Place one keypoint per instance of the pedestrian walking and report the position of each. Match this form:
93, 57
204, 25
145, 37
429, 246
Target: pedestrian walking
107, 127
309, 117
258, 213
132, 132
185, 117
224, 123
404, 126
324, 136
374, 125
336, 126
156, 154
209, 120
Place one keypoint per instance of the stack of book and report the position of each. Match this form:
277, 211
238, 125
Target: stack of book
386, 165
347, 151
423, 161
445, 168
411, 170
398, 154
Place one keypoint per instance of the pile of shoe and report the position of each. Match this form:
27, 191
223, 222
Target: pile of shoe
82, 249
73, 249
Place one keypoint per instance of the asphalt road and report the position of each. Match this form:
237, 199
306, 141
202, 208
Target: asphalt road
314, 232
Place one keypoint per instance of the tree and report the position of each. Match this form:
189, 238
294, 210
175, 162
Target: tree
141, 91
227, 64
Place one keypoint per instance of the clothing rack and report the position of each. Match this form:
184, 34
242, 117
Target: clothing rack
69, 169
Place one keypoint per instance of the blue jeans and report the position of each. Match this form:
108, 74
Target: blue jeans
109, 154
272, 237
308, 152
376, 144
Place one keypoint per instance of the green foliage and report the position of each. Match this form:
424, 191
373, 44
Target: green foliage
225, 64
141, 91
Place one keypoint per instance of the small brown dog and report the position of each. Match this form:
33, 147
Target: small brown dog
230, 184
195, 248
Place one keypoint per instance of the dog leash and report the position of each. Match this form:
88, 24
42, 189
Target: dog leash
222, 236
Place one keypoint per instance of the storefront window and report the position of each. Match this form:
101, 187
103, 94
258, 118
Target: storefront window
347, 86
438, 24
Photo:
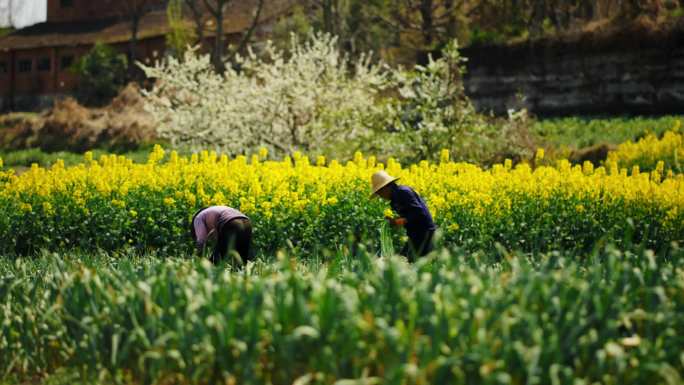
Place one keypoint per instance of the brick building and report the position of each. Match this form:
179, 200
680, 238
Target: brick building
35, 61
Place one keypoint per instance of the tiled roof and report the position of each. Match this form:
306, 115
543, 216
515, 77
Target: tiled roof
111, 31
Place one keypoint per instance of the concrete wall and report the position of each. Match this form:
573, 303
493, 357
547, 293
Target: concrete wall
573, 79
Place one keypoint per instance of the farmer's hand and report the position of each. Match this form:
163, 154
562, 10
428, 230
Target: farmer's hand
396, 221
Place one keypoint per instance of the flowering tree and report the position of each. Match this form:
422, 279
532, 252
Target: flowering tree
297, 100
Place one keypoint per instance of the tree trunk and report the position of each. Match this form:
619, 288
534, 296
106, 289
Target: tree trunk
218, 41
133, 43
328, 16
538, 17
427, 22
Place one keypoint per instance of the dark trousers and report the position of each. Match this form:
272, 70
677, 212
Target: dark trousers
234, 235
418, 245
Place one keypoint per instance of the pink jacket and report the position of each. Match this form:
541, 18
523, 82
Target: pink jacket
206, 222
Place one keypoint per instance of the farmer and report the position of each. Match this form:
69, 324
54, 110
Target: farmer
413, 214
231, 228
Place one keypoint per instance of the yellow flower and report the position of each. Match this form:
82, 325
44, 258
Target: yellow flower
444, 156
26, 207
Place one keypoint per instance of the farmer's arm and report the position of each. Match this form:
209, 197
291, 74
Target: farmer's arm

..........

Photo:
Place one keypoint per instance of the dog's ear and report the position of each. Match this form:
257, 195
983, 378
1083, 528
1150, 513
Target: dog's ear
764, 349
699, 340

..........

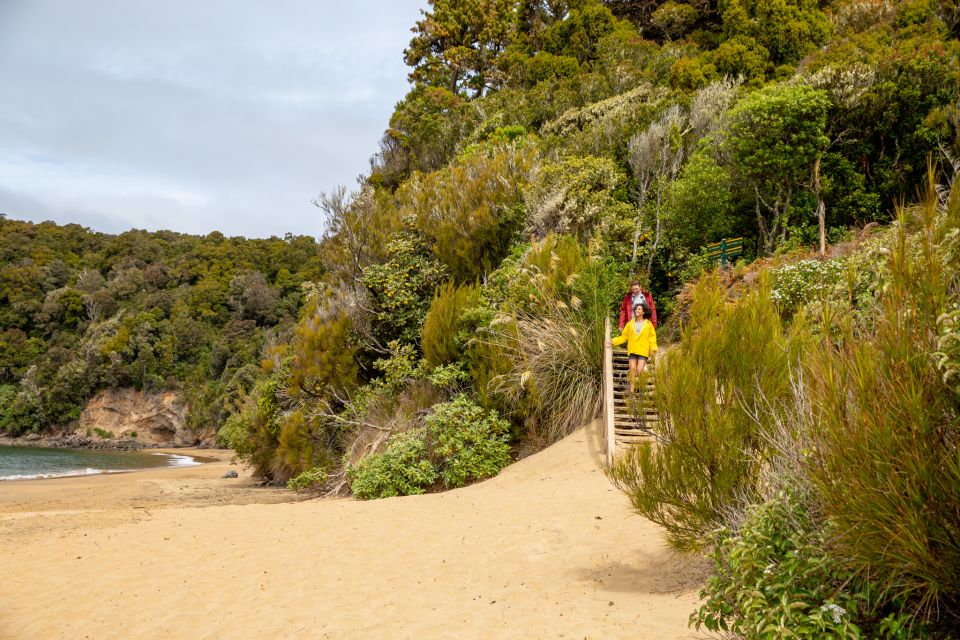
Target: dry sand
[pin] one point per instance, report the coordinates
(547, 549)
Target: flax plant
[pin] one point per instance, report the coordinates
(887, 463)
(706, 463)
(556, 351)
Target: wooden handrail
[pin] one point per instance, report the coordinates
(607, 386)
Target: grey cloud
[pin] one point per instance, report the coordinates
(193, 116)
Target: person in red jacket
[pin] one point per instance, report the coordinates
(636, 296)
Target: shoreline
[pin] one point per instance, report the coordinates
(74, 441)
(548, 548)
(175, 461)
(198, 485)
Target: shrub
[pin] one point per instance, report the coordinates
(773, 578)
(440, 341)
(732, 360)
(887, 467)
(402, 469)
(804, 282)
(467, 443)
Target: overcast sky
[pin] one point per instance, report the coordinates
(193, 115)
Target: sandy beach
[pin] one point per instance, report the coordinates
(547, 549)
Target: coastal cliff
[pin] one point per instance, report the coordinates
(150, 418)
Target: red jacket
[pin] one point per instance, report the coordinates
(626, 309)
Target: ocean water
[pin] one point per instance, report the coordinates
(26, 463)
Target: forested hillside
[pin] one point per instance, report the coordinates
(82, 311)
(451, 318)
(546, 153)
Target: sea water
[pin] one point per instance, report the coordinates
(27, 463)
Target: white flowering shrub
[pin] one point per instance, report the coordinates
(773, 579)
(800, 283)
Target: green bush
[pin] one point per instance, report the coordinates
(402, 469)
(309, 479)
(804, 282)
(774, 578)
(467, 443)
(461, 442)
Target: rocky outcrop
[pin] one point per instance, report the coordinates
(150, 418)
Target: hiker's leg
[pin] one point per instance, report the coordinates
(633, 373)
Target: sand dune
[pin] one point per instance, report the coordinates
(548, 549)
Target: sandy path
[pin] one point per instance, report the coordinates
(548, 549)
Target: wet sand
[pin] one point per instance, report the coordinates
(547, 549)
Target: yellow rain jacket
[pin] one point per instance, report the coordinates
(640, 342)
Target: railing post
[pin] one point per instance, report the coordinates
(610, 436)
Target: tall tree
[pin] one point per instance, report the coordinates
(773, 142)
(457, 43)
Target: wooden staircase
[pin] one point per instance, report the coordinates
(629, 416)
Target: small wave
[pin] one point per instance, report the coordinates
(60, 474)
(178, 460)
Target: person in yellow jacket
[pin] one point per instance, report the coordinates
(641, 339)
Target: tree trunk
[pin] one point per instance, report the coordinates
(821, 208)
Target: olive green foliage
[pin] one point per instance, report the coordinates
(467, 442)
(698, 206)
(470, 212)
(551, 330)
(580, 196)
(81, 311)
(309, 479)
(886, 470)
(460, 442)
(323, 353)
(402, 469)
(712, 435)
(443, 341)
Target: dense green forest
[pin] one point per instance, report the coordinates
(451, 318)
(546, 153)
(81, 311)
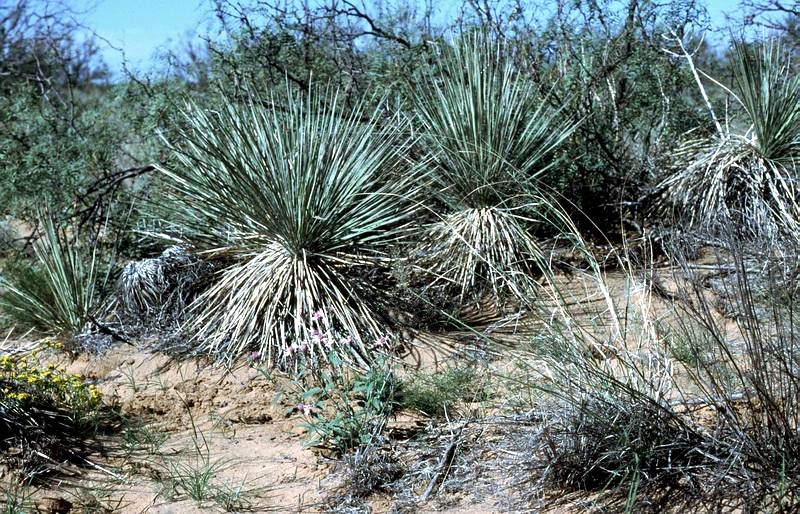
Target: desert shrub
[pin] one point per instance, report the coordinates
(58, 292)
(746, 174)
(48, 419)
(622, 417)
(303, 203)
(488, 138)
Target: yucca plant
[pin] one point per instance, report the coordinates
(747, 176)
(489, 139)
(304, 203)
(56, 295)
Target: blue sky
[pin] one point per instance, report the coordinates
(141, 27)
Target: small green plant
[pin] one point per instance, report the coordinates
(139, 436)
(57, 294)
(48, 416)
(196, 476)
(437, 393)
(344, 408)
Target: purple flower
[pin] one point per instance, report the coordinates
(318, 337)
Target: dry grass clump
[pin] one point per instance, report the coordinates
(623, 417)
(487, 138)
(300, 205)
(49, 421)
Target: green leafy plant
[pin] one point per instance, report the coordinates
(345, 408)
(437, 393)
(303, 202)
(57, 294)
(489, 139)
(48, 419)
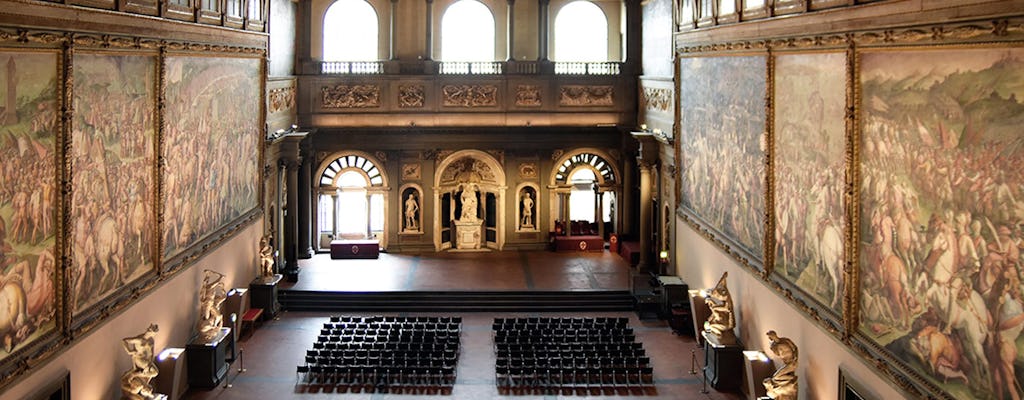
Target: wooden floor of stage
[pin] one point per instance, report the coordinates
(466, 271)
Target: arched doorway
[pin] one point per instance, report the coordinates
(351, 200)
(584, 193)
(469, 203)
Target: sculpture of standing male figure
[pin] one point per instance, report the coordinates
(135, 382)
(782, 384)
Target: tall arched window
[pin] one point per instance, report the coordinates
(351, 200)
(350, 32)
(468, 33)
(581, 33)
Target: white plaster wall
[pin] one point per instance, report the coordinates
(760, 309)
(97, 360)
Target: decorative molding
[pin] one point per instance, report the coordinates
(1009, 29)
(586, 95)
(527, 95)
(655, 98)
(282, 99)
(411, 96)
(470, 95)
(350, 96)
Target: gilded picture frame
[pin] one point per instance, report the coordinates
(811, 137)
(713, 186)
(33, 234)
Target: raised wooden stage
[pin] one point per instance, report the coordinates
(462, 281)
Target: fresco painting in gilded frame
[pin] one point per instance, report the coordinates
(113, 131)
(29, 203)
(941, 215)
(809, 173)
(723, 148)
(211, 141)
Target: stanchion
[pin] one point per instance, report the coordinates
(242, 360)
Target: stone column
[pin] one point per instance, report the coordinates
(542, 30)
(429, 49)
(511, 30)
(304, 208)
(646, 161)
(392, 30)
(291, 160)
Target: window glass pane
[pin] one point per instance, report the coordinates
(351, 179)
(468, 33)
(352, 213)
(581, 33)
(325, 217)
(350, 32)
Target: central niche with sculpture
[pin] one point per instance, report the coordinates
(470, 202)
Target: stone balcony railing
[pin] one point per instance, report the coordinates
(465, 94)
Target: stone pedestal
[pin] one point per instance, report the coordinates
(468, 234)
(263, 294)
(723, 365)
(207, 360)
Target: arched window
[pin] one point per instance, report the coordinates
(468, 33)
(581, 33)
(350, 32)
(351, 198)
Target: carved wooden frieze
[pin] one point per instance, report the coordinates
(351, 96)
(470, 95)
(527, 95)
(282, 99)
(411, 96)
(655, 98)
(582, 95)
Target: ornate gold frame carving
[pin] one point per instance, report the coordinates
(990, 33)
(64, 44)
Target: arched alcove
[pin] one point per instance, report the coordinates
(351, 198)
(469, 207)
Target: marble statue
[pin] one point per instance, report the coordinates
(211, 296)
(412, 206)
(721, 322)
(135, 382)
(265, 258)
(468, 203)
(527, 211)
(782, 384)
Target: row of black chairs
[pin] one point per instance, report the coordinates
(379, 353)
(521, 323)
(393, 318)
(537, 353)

..........

__Exercise objective__. Count how many of the lines above contain the string "flowering", treating uppercase and lowercase as different. Reply with only the number.

__Output for this task__. 3